### Your task
Could you copy out the listing below word for word, from its start through the line that holds "column 83, row 720", both included, and output nothing else?

Dataset rows showing where objects appear
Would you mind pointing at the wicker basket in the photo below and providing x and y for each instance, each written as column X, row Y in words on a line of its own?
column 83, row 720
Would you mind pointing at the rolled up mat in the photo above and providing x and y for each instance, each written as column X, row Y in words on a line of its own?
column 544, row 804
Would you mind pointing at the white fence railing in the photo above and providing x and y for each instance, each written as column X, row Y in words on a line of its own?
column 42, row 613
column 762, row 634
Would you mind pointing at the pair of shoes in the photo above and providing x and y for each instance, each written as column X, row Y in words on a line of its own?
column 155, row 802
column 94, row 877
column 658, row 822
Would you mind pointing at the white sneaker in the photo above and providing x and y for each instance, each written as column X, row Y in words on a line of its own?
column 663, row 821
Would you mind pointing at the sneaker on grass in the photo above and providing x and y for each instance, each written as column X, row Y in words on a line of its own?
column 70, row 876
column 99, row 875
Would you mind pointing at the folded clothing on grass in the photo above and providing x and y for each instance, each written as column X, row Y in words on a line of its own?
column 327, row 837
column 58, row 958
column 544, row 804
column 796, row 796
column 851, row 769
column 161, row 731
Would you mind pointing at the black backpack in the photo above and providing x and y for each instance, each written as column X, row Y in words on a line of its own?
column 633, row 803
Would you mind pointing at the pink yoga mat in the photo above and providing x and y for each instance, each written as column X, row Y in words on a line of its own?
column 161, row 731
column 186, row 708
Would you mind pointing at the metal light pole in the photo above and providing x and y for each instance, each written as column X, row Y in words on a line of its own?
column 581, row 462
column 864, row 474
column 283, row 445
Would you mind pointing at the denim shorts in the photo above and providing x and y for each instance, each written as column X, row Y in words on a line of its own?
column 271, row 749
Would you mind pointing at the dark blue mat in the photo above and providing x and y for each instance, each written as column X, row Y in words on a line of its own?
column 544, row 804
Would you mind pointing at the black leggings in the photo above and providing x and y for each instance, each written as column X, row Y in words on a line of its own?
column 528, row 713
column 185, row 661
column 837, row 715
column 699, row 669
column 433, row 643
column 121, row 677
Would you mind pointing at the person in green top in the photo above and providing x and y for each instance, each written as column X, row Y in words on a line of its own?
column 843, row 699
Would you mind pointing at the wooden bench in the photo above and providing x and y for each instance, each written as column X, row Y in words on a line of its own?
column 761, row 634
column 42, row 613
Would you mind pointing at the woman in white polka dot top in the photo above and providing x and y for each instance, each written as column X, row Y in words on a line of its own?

### Result of this task
Would you mind pointing at the wicker basket in the photo below and providing x and y for each instance, each written as column X, row Y in words on a line of its own?
column 83, row 720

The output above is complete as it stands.